== Extract to read ==

....................

The Machiavellian villain of Bangladesh politics is back on centre stage. His moves are well known. For nearly two and a half decades now, HM Ershad aka Bishwa Behaya (he would have preferred ‘Polli Bandhu’ to stick) has remained a regular fixture in the national drama of ‘power’, especially come election season. After taking over power through a ‘bloodless’ coup in March, 1982, following the assassination of another military-turned-civilian ruler — Ziaur Rahman — the year before, and still mentioned in many quarters as the mastermind of the Chittagong carnage itself, this army strongman held an unwilling audience captive for eight years. The black pitch of Dhaka’s boulevards had to be splashed with Nur Hossain’s blood to ‘free Democracy’, to get rid of the junta-syndrome of Bangladesh. In December 1990 as the streets of Dhaka wore the festive mood of freedom on a reinvigorated Victory Day, having ousted the tyrant, few had remembered that politicians were myopic to history. And therefore, three general elections (not counting the ‘general’ nature of the February 1996 election) later, like a trapeze artist, pulled on both sides by the power-hungry two-headed snake that Bangladesh’s political landscape has come to represent, Ershad remains on the rope, still standing. The devil still seems to have a few tricks in his sack.

The late Muhammad Maqbul Hussain’s son Hussain Mohammad Ershad had grown accustomed to authority from an early age. Being the chhawal (son) of Rangpur, the northern district more in the news for monga these days than their ‘son of the soil’, HM Ershad had done his higher secondary studies from the then prestigious Carmichael College in his home town. His civilian life ended, so to speak, after that. He joined the army right after, still in his teens, and received his commission from the Pakistan Army in 1952.

According to the official Curriculum Vitae provided by Ershad’s Jatiya Party, his birth date is February 1, 1930. That makes him 76, but the real age many insiders whisper is 80. Taking the official version, Ershad was commissioned by the army at the age of 22. During the next 18 years, Ershad rose through the ranks. Then came the War of Independence. Ershad was stationed in Pakistan during the entire period of 1971, and like many Bangladeshi military officers stationed there, was never a part of the fight for a new nation.

....................

== Given task 1 ==
Find each line in the rows below that contains the word "sedan", and copy those lines out.
The rows below have no connection to the text about Ershad.

....................

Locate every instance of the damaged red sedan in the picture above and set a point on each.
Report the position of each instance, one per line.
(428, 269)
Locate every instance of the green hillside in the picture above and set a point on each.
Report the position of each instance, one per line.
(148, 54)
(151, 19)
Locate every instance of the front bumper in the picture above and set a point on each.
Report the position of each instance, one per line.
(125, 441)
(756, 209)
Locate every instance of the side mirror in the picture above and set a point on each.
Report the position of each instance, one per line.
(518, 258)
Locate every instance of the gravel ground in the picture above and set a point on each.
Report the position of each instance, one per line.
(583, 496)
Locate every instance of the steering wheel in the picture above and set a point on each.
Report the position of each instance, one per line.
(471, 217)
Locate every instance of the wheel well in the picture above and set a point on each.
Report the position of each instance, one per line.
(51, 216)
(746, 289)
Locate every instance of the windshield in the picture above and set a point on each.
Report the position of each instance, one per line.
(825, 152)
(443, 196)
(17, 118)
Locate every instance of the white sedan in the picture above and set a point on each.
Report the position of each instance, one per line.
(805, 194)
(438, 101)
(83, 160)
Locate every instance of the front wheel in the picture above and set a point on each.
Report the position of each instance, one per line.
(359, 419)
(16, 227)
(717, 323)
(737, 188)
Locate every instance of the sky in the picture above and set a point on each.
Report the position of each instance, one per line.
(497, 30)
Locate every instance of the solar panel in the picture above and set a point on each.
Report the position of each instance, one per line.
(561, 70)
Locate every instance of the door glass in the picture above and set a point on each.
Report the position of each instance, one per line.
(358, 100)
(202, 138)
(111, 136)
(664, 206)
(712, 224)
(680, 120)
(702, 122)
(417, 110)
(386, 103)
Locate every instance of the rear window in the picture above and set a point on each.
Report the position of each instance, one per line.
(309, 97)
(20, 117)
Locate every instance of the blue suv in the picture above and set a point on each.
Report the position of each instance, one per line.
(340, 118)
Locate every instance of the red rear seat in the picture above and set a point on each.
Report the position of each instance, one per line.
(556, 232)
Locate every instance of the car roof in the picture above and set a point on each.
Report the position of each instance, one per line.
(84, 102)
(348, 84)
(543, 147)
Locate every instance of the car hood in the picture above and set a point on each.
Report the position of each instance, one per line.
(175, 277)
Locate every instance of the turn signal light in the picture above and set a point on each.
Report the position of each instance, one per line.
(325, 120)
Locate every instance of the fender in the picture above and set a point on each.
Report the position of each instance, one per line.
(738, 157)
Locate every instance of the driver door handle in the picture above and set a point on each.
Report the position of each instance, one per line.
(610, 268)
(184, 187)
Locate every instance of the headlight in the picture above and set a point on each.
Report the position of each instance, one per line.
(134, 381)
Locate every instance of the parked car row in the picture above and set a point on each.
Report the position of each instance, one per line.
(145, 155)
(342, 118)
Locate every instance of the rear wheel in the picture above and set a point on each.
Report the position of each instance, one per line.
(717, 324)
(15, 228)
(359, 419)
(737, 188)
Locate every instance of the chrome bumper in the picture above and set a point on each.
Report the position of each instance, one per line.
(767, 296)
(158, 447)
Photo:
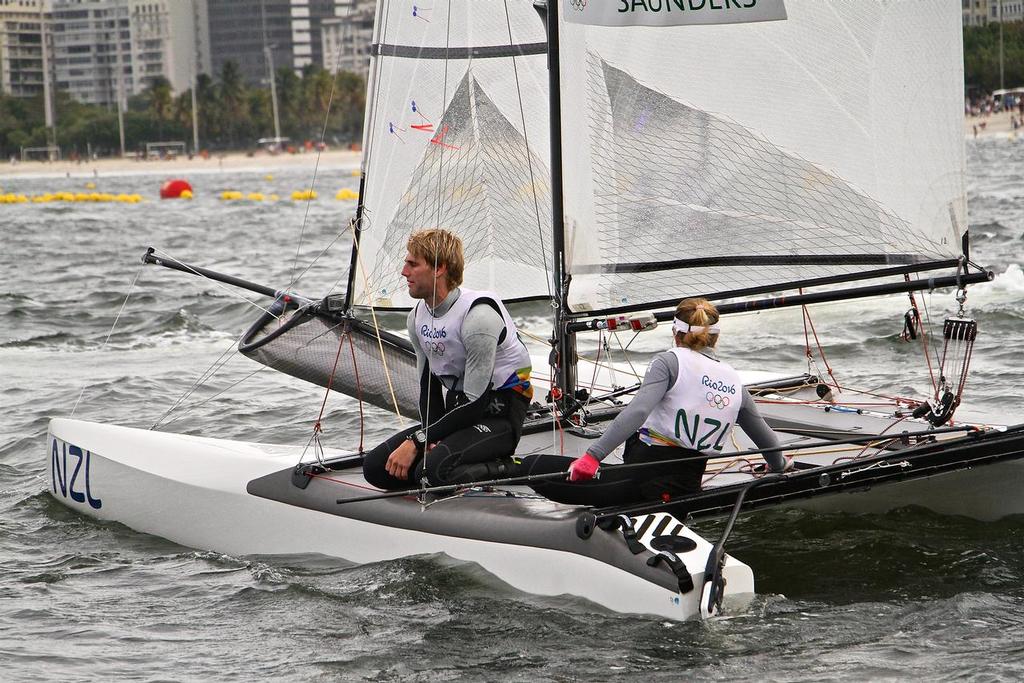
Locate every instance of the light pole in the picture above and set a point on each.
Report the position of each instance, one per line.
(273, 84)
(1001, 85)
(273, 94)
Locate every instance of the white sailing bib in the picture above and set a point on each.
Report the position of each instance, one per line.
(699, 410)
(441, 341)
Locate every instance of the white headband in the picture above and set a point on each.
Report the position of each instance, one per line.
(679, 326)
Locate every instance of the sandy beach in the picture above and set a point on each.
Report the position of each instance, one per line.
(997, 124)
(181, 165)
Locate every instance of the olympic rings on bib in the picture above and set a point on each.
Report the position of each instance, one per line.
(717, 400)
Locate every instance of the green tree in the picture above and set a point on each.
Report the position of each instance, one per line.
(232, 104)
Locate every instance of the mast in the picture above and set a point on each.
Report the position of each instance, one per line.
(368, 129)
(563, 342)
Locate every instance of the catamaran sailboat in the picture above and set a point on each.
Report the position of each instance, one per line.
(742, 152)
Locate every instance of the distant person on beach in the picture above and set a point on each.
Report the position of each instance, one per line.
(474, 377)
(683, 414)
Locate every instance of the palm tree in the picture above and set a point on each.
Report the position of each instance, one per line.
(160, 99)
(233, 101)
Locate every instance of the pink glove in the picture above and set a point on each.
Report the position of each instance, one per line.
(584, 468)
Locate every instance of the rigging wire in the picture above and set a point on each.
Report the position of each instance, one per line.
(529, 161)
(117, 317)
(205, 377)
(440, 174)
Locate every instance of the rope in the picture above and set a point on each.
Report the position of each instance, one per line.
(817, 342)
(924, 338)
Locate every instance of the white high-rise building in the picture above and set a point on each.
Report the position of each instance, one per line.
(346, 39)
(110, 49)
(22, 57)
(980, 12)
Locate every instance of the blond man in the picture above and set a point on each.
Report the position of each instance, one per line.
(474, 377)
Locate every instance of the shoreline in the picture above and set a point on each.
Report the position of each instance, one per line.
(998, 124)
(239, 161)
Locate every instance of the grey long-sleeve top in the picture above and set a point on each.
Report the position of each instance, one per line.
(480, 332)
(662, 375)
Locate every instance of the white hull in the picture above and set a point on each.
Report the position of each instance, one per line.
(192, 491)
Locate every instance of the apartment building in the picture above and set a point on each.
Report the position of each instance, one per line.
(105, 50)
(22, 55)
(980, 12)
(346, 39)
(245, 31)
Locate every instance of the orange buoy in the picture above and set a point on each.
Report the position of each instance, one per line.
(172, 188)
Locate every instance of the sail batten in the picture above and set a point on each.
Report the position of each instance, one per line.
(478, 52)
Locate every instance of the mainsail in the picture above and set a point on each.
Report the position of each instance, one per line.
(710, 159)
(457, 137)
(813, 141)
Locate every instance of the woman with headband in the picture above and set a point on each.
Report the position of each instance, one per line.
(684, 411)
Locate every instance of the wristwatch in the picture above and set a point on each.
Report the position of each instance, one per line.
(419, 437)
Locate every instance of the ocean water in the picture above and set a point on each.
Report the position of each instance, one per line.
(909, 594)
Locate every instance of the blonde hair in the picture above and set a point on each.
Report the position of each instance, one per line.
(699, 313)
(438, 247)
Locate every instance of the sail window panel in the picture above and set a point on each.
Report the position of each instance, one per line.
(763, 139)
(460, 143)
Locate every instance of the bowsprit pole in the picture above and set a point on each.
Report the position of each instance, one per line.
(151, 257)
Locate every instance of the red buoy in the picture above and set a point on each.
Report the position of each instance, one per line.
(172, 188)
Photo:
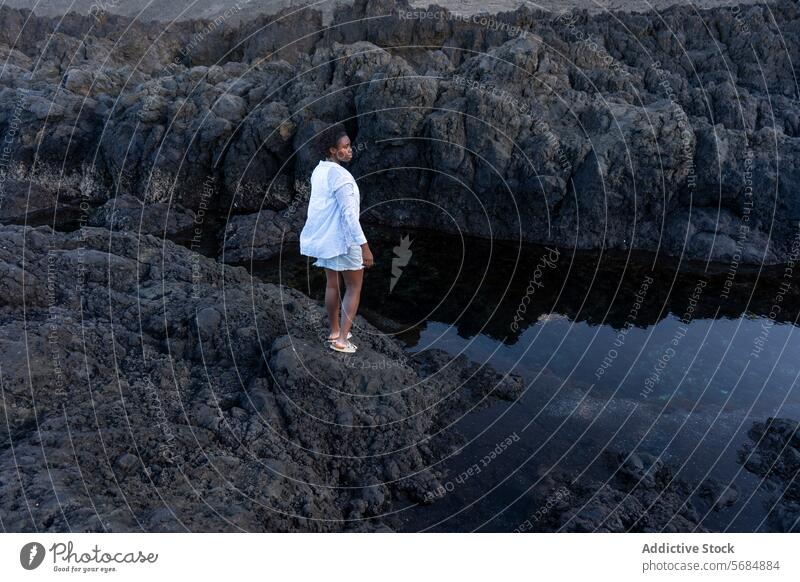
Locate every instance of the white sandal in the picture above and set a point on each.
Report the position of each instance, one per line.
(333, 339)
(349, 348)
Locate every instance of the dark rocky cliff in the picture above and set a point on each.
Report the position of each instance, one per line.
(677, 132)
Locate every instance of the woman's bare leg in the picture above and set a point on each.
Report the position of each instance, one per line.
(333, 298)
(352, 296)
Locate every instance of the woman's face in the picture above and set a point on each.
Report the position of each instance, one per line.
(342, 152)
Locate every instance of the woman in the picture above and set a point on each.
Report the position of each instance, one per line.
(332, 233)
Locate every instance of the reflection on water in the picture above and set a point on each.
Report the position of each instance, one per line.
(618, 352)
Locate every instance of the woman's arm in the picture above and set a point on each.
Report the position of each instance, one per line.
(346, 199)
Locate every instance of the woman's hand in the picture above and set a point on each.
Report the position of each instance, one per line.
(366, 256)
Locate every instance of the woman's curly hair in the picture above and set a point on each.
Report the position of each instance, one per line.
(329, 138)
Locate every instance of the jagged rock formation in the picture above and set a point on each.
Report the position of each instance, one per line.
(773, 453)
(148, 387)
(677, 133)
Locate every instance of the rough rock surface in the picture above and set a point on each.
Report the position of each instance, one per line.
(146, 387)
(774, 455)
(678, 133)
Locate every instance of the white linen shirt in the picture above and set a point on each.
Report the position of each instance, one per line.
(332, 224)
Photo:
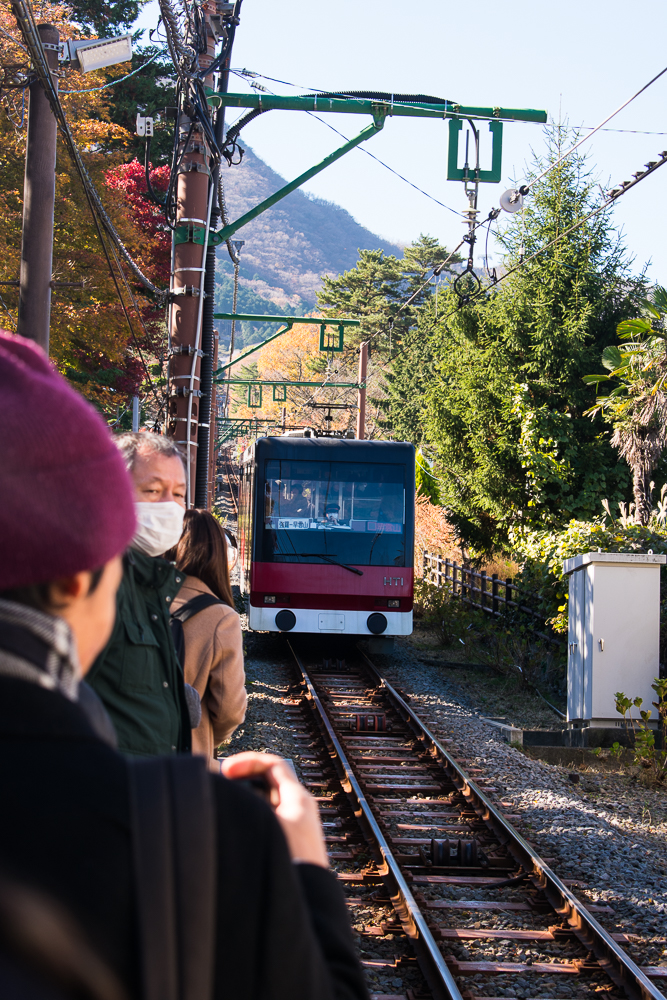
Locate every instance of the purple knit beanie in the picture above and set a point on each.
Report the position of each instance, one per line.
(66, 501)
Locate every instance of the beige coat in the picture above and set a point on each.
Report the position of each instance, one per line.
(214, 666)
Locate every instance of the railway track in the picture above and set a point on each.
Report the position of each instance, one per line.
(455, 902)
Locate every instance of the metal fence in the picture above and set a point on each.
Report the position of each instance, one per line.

....................

== Given task 2 ==
Pick up the piece on HM Ershad's political career above after its last sentence and keep writing it.

== Exercise result 1 ==
Locate every instance of the damaged red sedan in the picture above and set a point on each.
Locate every instance of the white sedan in the picture above and set a point on each.

== Exercise result 2 ==
Political and military experts have opined that this simple fact had a great impact in the history of Bangladesh in later years. As a senior army officer not part of the ‘band of brothers’ who fought for independence, and due to an ‘extra’ two-year default promotion given to all officers who took part in the war, Ershad was left behind. So were many other returnee officers in the army. An inevitable, and unavoidable, conflict of two different hierarchy streams of army personnel with same seniority started surfacing soon. When Ershad eventually became the chief of staff on December 1, 1978, along with a promotion to lieutenant general, it was long overdue. And his true colours started showing soon after.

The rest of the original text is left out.